───── Dataset excerpts ─────

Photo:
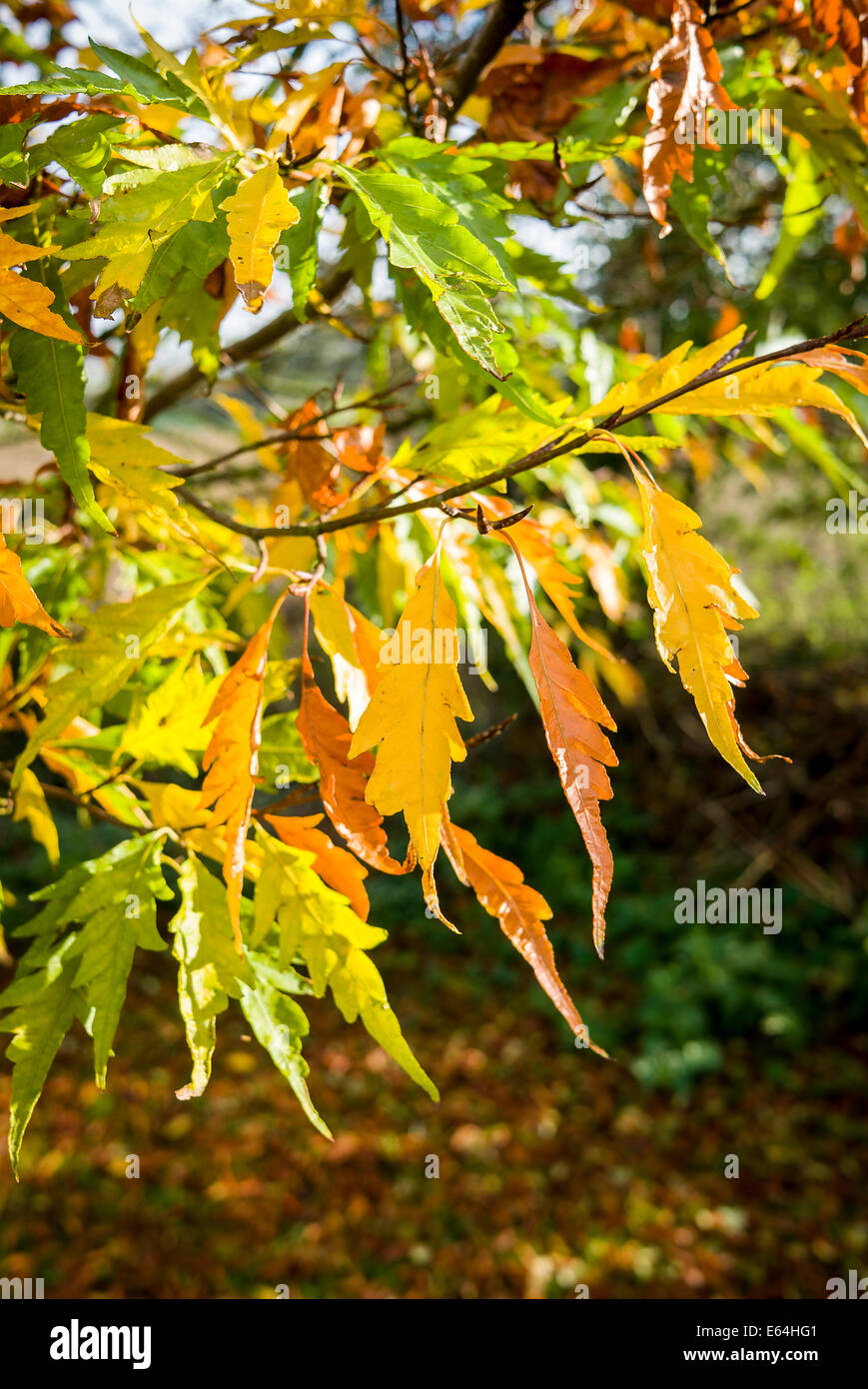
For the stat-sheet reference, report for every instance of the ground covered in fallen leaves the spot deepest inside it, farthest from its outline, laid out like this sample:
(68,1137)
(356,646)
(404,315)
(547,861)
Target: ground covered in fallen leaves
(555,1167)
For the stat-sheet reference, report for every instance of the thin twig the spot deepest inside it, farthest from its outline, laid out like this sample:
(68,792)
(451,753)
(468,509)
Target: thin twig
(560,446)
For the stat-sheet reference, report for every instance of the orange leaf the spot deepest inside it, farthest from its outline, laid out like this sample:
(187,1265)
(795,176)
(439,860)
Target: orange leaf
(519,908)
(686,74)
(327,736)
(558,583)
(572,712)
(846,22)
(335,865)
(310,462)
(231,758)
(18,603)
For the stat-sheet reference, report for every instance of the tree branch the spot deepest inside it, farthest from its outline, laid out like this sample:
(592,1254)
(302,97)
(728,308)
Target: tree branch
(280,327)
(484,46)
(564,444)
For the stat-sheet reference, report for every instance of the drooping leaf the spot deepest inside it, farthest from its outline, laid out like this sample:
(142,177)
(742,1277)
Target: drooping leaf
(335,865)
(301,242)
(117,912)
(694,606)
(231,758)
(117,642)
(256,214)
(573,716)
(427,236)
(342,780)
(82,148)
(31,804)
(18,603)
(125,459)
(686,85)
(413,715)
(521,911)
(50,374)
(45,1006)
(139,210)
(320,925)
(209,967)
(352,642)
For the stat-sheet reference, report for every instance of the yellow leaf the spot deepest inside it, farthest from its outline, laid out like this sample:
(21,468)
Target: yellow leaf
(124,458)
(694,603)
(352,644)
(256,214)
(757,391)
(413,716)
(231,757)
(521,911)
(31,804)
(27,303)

─────
───── Dataset excerpts ─────

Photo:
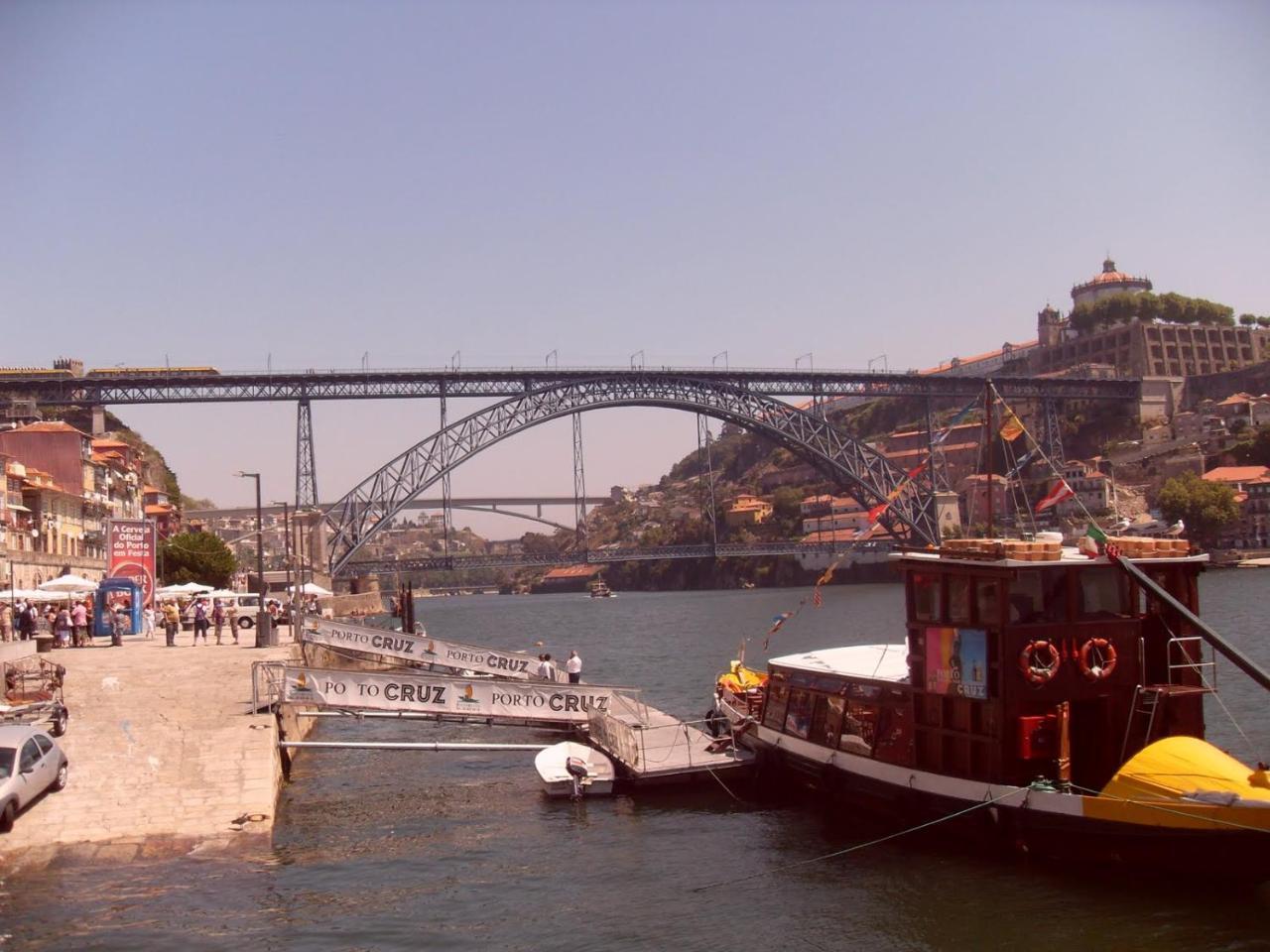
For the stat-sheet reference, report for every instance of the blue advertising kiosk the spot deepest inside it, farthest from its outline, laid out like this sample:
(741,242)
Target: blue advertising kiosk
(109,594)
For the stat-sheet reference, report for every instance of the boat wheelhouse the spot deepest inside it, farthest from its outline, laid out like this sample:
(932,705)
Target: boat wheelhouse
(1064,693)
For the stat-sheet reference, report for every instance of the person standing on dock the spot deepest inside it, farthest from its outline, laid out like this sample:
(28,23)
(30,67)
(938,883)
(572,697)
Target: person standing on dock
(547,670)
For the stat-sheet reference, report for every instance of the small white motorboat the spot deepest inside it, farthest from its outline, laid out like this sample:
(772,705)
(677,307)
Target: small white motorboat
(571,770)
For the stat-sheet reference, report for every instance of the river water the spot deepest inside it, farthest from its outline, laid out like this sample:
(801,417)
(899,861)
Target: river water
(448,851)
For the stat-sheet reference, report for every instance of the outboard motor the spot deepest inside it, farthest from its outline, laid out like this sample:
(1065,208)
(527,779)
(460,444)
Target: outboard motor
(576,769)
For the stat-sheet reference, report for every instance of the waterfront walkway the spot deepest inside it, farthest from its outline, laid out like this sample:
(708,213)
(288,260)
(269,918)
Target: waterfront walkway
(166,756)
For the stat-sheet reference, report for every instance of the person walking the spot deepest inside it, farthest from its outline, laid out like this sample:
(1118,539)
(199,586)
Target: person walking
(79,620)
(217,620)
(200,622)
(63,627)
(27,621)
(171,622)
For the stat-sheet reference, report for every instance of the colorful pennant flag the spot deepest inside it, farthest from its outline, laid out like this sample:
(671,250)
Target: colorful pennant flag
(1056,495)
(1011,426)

─────
───── Dataset excerpts ─────

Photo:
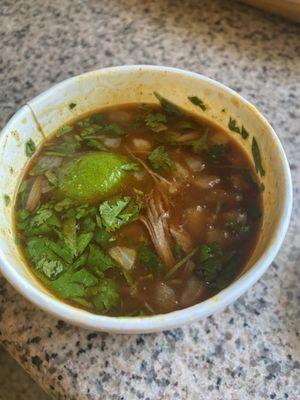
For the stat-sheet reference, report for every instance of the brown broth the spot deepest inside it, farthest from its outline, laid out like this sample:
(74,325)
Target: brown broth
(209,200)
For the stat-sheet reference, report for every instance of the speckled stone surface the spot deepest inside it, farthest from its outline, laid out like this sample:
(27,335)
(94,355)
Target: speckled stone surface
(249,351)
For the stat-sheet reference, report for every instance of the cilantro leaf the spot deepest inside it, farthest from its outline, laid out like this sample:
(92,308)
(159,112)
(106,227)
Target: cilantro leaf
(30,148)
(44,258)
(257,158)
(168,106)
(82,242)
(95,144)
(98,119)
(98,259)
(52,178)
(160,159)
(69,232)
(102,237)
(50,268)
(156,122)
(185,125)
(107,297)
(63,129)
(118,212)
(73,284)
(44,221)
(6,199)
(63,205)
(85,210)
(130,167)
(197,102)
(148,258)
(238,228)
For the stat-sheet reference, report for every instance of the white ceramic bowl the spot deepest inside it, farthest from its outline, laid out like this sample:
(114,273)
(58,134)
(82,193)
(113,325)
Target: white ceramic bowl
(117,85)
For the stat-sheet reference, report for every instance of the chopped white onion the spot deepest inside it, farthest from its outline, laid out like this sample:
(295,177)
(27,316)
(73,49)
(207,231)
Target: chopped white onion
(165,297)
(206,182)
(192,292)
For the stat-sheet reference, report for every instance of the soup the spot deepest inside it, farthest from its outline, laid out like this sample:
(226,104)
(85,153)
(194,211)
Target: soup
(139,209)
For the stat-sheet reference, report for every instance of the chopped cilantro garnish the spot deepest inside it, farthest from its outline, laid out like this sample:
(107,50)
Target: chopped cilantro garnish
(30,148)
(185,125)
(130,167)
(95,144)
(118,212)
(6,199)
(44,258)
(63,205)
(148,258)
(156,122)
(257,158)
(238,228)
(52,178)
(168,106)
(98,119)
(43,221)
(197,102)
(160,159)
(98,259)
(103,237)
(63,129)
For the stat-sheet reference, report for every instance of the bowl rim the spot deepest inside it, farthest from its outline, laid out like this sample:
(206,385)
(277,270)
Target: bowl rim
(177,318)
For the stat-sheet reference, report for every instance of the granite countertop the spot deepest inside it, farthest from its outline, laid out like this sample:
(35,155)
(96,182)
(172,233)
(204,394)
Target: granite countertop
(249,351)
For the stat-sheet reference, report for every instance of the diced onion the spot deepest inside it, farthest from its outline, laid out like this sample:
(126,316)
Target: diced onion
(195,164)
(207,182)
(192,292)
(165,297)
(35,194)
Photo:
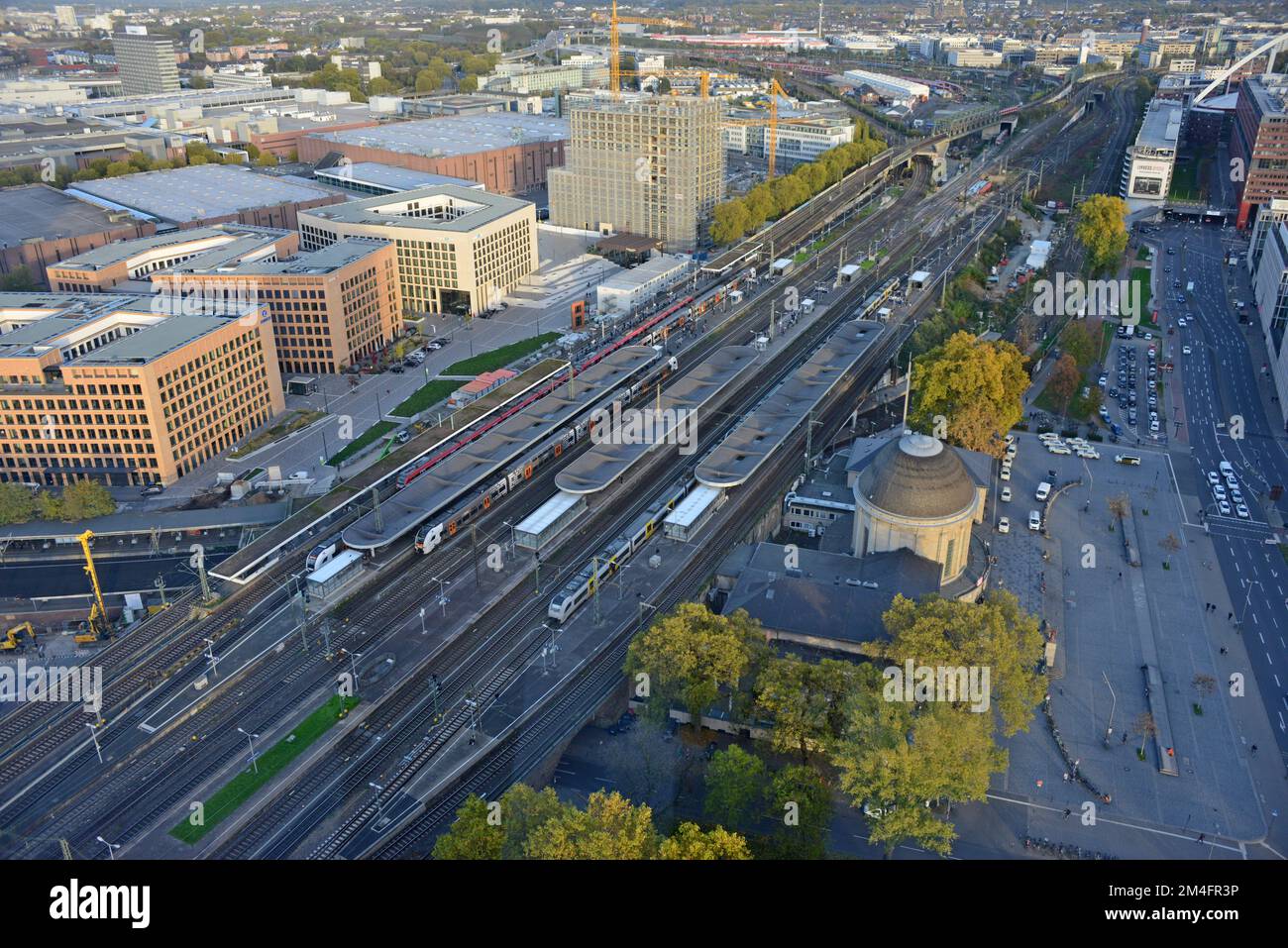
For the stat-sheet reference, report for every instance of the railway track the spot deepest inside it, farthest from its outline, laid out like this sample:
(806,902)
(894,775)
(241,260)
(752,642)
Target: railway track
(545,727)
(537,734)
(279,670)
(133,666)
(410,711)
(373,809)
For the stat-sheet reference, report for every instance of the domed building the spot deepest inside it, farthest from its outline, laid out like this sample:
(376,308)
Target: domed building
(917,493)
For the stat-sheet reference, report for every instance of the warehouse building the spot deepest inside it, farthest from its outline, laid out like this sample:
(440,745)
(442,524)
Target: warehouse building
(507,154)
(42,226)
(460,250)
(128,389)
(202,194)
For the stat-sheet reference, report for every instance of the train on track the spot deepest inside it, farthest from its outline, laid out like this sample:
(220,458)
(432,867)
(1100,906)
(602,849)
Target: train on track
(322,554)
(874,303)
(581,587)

─────

**What needs to be done**
Pick out every line of the data above that contains the string "waterfront", where case counts.

**Result of the task**
For the stat-sheet reference, report for every instance of the waterfront walkway the spot deepest inside it, farthest from its outline, laid out like this sample:
Target: waterfront walkway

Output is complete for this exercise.